* AIM OF THE TASK:
Continue the Slashdot thread about the offline Wikipedia reader from the point where it stops.

* PAGE:
* * * * * * * * *

Slashdot Mirror


Building a Fast Wikipedia Offline Reader

ttsiod writes "An internet connection is not always at hand. I wanted to install Wikipedia on my laptop to be able to carry it along with me on business trips. After trying and rejecting the normal (MySQL-based) procedure, I quickly hacked a much better one over the weekend, using open source tools. Highlights: (1) Very fast searching. (2) Keyword (actually, title words) based searching. (3) Search produces multiple possible articles, sorted by probability (you choose amongst them). (4) LaTeX based rendering for mathematical equations. (5) Hard disk usage is minimal: space for the original .bz2 file plus the index built through Xapian. (6) Orders of magnitude faster to install (a matter of hours) compared to loading the 'dump' into MySQL — which, if you want to enable keyword searching, takes days."

5 of 208 comments (clear)

  1. Re:2X by Brian+Gordon · · Score: 5, Informative

    Ahaha, 2.9GB? That's the text alone. Images will net you more than 200GB more. And yes, you do need a LAMP/WAMP and working mediawiki, but it wouldn't take 'days' it would take a few hours max. Also is this guy aware that wikipedia is available on DVD already?

  2. Re:2X by TubeSteak · · Score: 5, Informative

    Also is this guy aware that wikipedia is available on DVD already? Are you aware that the link you pointed to (1) is not the same thing as the link (2) the author pointed to?

* * * * * * * * *

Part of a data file

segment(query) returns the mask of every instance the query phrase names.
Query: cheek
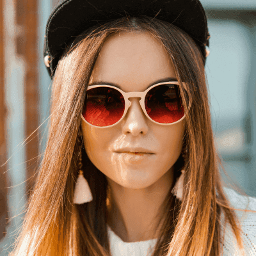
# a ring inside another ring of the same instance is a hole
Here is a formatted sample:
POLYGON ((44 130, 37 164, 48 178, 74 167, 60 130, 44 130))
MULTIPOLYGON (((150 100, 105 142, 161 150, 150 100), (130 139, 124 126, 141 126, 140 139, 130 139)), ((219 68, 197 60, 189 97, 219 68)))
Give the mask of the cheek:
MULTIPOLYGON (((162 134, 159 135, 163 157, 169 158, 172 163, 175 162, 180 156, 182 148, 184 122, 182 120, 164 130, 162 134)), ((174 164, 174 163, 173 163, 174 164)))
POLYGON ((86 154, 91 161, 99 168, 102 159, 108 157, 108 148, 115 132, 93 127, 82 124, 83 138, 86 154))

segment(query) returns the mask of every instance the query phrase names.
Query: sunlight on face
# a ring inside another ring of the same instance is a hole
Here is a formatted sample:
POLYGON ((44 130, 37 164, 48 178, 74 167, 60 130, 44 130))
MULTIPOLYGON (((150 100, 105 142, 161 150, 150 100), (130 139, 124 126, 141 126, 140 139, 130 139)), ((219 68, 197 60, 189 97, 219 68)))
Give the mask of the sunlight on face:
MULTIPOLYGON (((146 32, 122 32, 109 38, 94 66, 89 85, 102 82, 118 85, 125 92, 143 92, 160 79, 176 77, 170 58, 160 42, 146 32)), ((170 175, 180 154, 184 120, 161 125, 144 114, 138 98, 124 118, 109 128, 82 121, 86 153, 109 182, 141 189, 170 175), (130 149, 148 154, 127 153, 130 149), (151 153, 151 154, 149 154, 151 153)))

* * * * * * * * *

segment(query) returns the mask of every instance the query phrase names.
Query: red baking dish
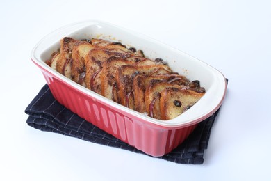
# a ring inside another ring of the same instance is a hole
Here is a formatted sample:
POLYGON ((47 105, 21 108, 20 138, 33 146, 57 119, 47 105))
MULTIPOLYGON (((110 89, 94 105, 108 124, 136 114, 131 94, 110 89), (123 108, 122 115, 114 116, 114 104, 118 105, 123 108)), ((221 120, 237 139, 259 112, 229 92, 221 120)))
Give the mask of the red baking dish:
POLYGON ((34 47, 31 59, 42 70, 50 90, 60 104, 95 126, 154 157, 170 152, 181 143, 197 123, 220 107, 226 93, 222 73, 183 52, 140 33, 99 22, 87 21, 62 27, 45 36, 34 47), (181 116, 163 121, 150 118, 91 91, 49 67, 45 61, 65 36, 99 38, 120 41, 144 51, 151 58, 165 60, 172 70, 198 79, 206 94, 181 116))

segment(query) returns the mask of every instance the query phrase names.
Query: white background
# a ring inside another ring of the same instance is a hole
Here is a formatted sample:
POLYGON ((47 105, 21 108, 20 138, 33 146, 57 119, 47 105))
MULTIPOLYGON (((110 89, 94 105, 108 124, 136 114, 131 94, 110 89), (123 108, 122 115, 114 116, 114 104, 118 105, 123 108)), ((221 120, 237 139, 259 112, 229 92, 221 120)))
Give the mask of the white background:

* * * * * * * * *

* EXPECTED ANSWER:
    (1) http://schools-wikipedia.org/
    (2) http://download.wikimedia.org/enwiki/latest/

    1 is 4625 articles hand picked for school age children, hence the website name
    2 is a straight dump of wikipedia

    Just imagine my surprise when the schools-wikipedia website didn't have the wiki article on Goatse!
    --
    [Fuck Beta]
    o0t!
  3. It doesn't take days by BReflection · · Score: 4, Informative

    It only takes days if you use the php import script to import the sql dump, which was not designed for importing the entire dump.

    Use the ANSI C implementation, which takes about 20 minutes to convert the XML to SQL and then takes a few hours to import into MySQL. Please not that you need a properly configured MySQL server in order to efficiently run a local copy of Wikipedia, which must have at least 8GB of ram.

    http://meta.wikimedia.org/wiki/Xml2sql

    --
    python -c "x='python -c %sx=%s; print x%%(chr(34),repr(x),chr(34))%s'; print x%(chr(34),repr(x),chr(34))"
  4. SDHC? by tepples · · Score: 4, Informative

    Why? Have you seen the price of 4G flash cards recently? Yes, and it's possible that you may need a new PDA in order to use SD cards larger than 2 GB. The 4 GB ones use a different protocol called SDHC that older PDAs may not support. It's analogous to the old ATA hard disk size barriers, especially the 137 GB (128 GiB) barrier. Or are most PDAs capable of being upgraded to handle SDHC?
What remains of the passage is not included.